» **EXERCICES**:
#1 D'après l'extrait sur les chants des régions alpestres, combien d'airs notés le livre contient-il ?
#2 Écrivez la suite de l'extrait sur les chants des régions alpestres, en reprenant juste après sa dernière phrase.

» **TEXTE FOURNI**:
Il était impossible de surcharger outre mesure ce livre de notations : plus de deux cent cinquante airs notés sont plus que suffisants pour faire connaître le génie musical propre aux habitants des régions alpestres; mais je n'ai pris aucun parti absolu à cet égard, si ce n'est celui de m'inspirer des circonstances, de façon que, lorsqu'elles m'ont paru l'exiger, j'ai pu donner pour un seul et même morceau la transcription de plusieurs mélodies.
J'ai aussi, très discrètement, fait suivre les notations qui se sont trouvé particulièrement intéressantes, de commentaires concernant la tonalité, les formes rythmiques, et toutes autres particularités caractéristiques de la mélodie populaire.
Afin de mettre en relief les qualités inhérentes à certains chants, je me suis permis d'en harmoniser un très petit nombre -cela d'ailleurs à titre tout exceptionnel- et sans pour cela omettre de les conserver à leur place dans leur primitive nudité.

» **DONNÉES PRÉSENTÉES**:
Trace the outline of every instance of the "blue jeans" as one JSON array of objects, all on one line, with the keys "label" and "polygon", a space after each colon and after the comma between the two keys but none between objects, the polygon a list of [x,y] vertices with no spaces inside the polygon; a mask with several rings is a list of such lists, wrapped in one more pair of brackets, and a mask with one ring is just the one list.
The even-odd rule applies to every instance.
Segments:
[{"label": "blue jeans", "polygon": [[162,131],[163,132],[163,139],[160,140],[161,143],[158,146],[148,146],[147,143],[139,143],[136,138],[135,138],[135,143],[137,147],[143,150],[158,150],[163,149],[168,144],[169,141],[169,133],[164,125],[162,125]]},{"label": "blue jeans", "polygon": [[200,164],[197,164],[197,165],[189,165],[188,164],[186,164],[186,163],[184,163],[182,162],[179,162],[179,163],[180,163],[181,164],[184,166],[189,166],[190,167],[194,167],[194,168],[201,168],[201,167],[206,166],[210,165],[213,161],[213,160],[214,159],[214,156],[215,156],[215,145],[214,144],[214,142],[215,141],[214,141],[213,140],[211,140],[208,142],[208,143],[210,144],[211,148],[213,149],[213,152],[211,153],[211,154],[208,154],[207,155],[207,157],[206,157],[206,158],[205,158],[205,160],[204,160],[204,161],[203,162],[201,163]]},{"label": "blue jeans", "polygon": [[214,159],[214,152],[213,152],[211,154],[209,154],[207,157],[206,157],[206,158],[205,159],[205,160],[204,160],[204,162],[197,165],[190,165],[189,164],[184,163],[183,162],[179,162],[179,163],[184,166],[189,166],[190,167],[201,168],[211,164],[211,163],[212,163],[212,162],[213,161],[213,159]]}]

» **RÉPONSES AUX EXERCICES**:
#1 Il en contient plus de deux cent cinquante.

#2
La généralité de ces airs apparaîtra peut-être un peu monotone: ce n'est pas d'aujourd'hui qu'on a reconnu que l'accent de la mélodie populaire est essentiellement mélancolique, et nos chansons alpestres ne failliront pas à la règle. Du moins ont-elles, en leur rusticité, le charme pénétrant dont est imprégné tout ce qui émane directement de la nature, et, dans l'ensemble, elles donneront une idée très fidèle de la Chanson populaire française.
Les vallées alpestres resteront sans doute silencieuses, et bientôt peut-être le souvenir des chants d'autrefois en aura disparu. Qu'au moins ce livre en rappelle la mémoire aux temps à venir, et dise ce qu'ont été ces chansons, qui, pendant des siècles, furent pour les humbles une source de consolation et de réconfort, et la seule jouissance d'art qu'ils aient jamais connue. »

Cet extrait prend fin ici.